#### STORED ROWS

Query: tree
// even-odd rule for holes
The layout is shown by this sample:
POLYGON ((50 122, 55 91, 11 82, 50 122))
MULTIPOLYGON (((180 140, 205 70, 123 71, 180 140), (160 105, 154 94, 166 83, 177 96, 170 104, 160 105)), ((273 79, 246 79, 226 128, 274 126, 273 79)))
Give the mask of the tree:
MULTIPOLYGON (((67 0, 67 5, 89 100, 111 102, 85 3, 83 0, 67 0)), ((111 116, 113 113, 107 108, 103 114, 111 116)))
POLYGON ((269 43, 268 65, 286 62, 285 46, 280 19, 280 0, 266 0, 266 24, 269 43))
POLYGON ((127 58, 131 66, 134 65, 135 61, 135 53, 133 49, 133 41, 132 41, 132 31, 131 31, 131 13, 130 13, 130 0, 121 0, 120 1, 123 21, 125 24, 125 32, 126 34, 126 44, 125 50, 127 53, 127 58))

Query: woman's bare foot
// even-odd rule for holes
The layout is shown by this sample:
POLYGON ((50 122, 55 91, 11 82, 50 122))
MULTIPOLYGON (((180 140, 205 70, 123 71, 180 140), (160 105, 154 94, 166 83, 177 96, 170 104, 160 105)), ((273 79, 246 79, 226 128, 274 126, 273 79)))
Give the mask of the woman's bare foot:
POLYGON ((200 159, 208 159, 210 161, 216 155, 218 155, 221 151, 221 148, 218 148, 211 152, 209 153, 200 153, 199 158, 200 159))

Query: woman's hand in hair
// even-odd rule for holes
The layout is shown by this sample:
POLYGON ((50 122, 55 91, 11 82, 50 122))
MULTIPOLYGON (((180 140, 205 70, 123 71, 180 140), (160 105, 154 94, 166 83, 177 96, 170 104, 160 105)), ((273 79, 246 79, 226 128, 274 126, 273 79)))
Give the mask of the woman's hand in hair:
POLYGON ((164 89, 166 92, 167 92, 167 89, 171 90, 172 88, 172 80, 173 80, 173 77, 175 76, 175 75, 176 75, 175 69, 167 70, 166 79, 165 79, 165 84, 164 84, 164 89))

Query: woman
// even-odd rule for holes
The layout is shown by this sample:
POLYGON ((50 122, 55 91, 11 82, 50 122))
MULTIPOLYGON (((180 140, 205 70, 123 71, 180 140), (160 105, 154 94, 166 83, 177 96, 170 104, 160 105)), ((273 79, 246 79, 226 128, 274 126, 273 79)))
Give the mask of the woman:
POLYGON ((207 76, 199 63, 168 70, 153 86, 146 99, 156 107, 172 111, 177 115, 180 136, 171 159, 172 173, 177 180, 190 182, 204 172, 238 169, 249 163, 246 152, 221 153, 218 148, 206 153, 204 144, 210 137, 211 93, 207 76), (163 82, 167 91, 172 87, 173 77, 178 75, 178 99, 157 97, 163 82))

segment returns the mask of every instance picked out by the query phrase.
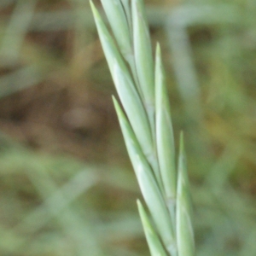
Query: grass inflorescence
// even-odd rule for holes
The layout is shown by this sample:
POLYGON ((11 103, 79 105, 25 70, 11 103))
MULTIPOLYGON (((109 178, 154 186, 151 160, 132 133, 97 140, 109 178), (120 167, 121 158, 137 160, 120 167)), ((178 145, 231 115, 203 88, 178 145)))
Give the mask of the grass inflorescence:
POLYGON ((114 107, 146 204, 137 201, 151 254, 193 256, 183 137, 177 165, 160 47, 154 61, 143 1, 102 0, 113 36, 90 3, 122 106, 113 97, 114 107))

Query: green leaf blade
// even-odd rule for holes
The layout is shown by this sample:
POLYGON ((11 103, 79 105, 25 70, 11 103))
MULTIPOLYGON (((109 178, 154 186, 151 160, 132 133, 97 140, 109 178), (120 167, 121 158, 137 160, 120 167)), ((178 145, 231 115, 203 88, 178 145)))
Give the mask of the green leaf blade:
POLYGON ((127 18, 119 0, 101 0, 119 49, 125 60, 132 55, 127 18))
POLYGON ((113 102, 142 194, 166 250, 172 253, 176 249, 174 227, 172 225, 164 199, 126 117, 115 99, 113 102))
POLYGON ((156 147, 161 177, 167 203, 174 207, 176 199, 177 174, 175 165, 175 148, 171 109, 166 84, 166 76, 157 44, 155 56, 155 123, 156 147))
POLYGON ((139 200, 137 200, 137 203, 151 255, 167 256, 157 236, 157 233, 151 224, 149 216, 148 215, 146 210, 144 209, 139 200))
POLYGON ((150 113, 154 108, 154 65, 148 26, 143 1, 132 1, 131 10, 136 69, 144 103, 150 113))

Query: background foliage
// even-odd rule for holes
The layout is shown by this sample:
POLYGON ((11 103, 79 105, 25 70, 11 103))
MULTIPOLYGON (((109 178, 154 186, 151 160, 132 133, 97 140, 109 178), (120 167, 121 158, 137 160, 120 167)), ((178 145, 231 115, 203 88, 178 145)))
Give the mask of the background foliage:
MULTIPOLYGON (((199 256, 256 252, 254 2, 145 1, 199 256)), ((0 2, 1 255, 148 255, 114 93, 87 0, 0 2)))

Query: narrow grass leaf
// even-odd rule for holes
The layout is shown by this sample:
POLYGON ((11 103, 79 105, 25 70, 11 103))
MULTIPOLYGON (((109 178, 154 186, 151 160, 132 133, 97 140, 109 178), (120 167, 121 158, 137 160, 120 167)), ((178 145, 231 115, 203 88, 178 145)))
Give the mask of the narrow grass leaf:
MULTIPOLYGON (((147 158, 152 159, 153 140, 145 109, 134 88, 131 77, 122 72, 117 62, 113 65, 113 81, 143 151, 147 158)), ((160 178, 160 174, 158 176, 160 178)))
POLYGON ((132 45, 126 15, 120 0, 101 0, 112 31, 125 60, 132 55, 132 45))
POLYGON ((173 212, 177 187, 174 137, 166 76, 159 44, 156 47, 155 56, 155 109, 157 155, 167 205, 173 212))
POLYGON ((132 21, 131 21, 131 0, 120 0, 125 13, 126 20, 128 22, 130 32, 131 32, 132 30, 132 21))
POLYGON ((132 1, 131 10, 136 69, 144 104, 151 120, 154 112, 154 64, 143 2, 132 1))
POLYGON ((96 25, 97 27, 97 31, 100 36, 101 43, 102 45, 102 49, 108 64, 108 67, 110 69, 110 73, 112 77, 113 77, 113 64, 115 62, 118 63, 119 67, 122 70, 124 73, 127 76, 130 76, 129 70, 122 58, 113 39, 112 38, 107 26, 105 26, 99 12, 96 9, 93 3, 90 1, 90 7, 92 9, 93 16, 96 21, 96 25))
POLYGON ((167 256, 157 233, 155 232, 149 217, 139 200, 137 201, 146 239, 152 256, 167 256))
POLYGON ((191 199, 189 189, 183 134, 181 134, 180 137, 177 194, 177 243, 178 256, 195 256, 191 199))
MULTIPOLYGON (((154 177, 151 168, 145 159, 132 129, 113 98, 113 103, 125 138, 127 151, 145 202, 157 227, 166 250, 172 254, 176 247, 173 226, 160 190, 154 177)), ((175 256, 175 254, 172 254, 175 256)))

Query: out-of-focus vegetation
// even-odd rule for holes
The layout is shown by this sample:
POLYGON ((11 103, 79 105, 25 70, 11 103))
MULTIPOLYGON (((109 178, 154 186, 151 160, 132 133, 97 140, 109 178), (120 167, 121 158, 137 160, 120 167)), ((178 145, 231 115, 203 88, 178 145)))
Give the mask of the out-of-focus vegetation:
MULTIPOLYGON (((255 1, 145 3, 197 255, 255 255, 255 1)), ((0 1, 1 255, 148 255, 114 93, 87 0, 0 1)))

########

- _DO THIS_
Update the records from the line containing "Query: narrow grass leaf" through the line containing "MULTIPOLYGON (((154 177, 151": write those lines out again with "narrow grass leaf" changed to "thin grass blade" and everything else left as it is.

- _ANSWER TO THE EXERCISE_
Query: thin grass blade
// even-odd rule for holes
The layout is shown by this sample:
POLYGON ((11 103, 79 105, 25 70, 11 103))
MULTIPOLYGON (((109 178, 154 186, 151 160, 132 133, 97 140, 109 178), (120 167, 121 158, 137 160, 120 167)), ((178 145, 231 115, 203 88, 178 145)))
Give the mask of the thin grass blade:
MULTIPOLYGON (((147 158, 152 159, 153 140, 145 109, 134 88, 131 77, 122 72, 117 62, 113 65, 113 81, 143 151, 147 158)), ((160 178, 160 174, 158 176, 160 178)))
POLYGON ((132 45, 126 15, 120 0, 101 0, 112 31, 125 60, 132 55, 132 45))
POLYGON ((173 212, 177 187, 174 137, 166 76, 159 44, 156 47, 155 56, 155 109, 157 155, 167 205, 173 212))
POLYGON ((132 21, 131 21, 131 0, 120 0, 125 13, 126 20, 128 22, 130 32, 131 32, 132 30, 132 21))
POLYGON ((132 1, 131 10, 136 69, 144 104, 151 120, 154 112, 154 64, 143 2, 132 1))
POLYGON ((96 25, 97 27, 97 31, 100 36, 101 43, 102 45, 102 49, 108 64, 108 67, 110 69, 110 73, 112 77, 113 77, 113 64, 115 62, 118 63, 119 67, 122 70, 124 73, 127 76, 130 76, 129 70, 122 58, 113 39, 112 38, 107 26, 105 26, 99 12, 96 9, 93 3, 90 1, 90 7, 92 9, 93 16, 96 21, 96 25))
POLYGON ((167 256, 157 233, 155 232, 149 217, 139 200, 137 201, 146 239, 152 256, 167 256))
POLYGON ((191 199, 189 189, 183 134, 181 134, 180 137, 177 194, 177 243, 178 256, 195 256, 191 199))
MULTIPOLYGON (((154 177, 151 168, 145 159, 132 129, 113 98, 113 103, 125 138, 127 151, 145 202, 157 227, 166 250, 172 254, 176 247, 173 226, 160 190, 154 177)), ((175 256, 175 254, 172 254, 175 256)))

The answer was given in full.